● Items for labeling shapes in pictures
━━━━━━━━━━━━━━━━━━━━
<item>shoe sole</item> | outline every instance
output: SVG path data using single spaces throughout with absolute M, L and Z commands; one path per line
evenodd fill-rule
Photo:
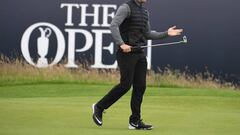
M 93 118 L 93 121 L 94 121 L 94 123 L 96 124 L 96 125 L 98 125 L 98 126 L 102 126 L 102 122 L 100 122 L 98 119 L 97 119 L 97 117 L 94 115 L 94 108 L 95 108 L 95 104 L 93 104 L 92 105 L 92 112 L 93 112 L 93 114 L 92 114 L 92 118 Z
M 151 128 L 136 128 L 136 127 L 132 126 L 131 124 L 129 124 L 128 129 L 130 129 L 130 130 L 152 130 L 153 127 L 151 127 Z

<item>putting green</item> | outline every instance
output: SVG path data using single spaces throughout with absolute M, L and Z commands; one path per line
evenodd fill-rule
M 0 135 L 238 135 L 240 92 L 151 88 L 142 106 L 152 131 L 128 130 L 130 92 L 92 119 L 92 103 L 110 85 L 41 84 L 0 87 Z

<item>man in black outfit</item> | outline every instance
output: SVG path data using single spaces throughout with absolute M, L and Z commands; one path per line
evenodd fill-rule
M 112 88 L 99 102 L 93 104 L 93 120 L 102 125 L 102 113 L 120 99 L 133 86 L 131 97 L 132 115 L 129 129 L 153 128 L 141 120 L 141 104 L 146 89 L 147 60 L 140 46 L 146 45 L 148 39 L 163 39 L 168 36 L 181 35 L 182 29 L 176 26 L 166 32 L 152 32 L 148 11 L 143 7 L 147 0 L 129 0 L 121 5 L 112 20 L 110 30 L 115 43 L 119 46 L 117 62 L 120 68 L 120 83 Z M 139 47 L 133 49 L 132 47 Z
━━━━━━━━━━━━━━━━━━━━
● Task brief
Set out every line of the records above as a numbered list, skipping blank lines and leaving the pictures out of your answer.

● Expected answer
1. <item>shoe sole</item> | outline every instance
2. output: SVG path data using single spaces throughout with absolute M, L and Z commands; one path per line
3. evenodd fill-rule
4. Photo:
5. M 93 118 L 93 121 L 94 121 L 94 123 L 96 124 L 96 125 L 98 125 L 98 126 L 102 126 L 102 122 L 100 122 L 98 119 L 97 119 L 97 117 L 94 115 L 94 108 L 95 108 L 95 104 L 93 104 L 92 105 L 92 112 L 93 112 L 93 114 L 92 114 L 92 118 Z
6. M 151 128 L 136 128 L 136 127 L 132 126 L 131 124 L 129 124 L 128 129 L 130 129 L 130 130 L 152 130 L 153 127 L 151 127 Z
7. <item>putting green</item> | outline every instance
8. output: SVG path data using single spaces throughout with absolute M, L and Z commands; one path per line
9. evenodd fill-rule
10. M 0 135 L 238 135 L 240 92 L 151 88 L 142 106 L 152 131 L 128 130 L 130 92 L 92 119 L 92 103 L 110 85 L 41 84 L 0 87 Z
11. <item>man in black outfit</item> | outline every instance
12. output: SVG path data using single spaces throughout with absolute M, L and Z commands; one path per line
13. evenodd fill-rule
14. M 112 88 L 99 102 L 93 104 L 93 120 L 102 125 L 102 113 L 120 99 L 133 86 L 131 97 L 132 115 L 129 129 L 153 128 L 141 120 L 141 104 L 146 89 L 147 60 L 140 46 L 146 45 L 148 39 L 163 39 L 168 36 L 181 35 L 182 29 L 176 26 L 166 32 L 152 32 L 148 11 L 143 7 L 147 0 L 129 0 L 121 5 L 112 20 L 110 30 L 115 43 L 119 46 L 117 62 L 120 68 L 120 83 Z M 139 47 L 133 49 L 132 47 Z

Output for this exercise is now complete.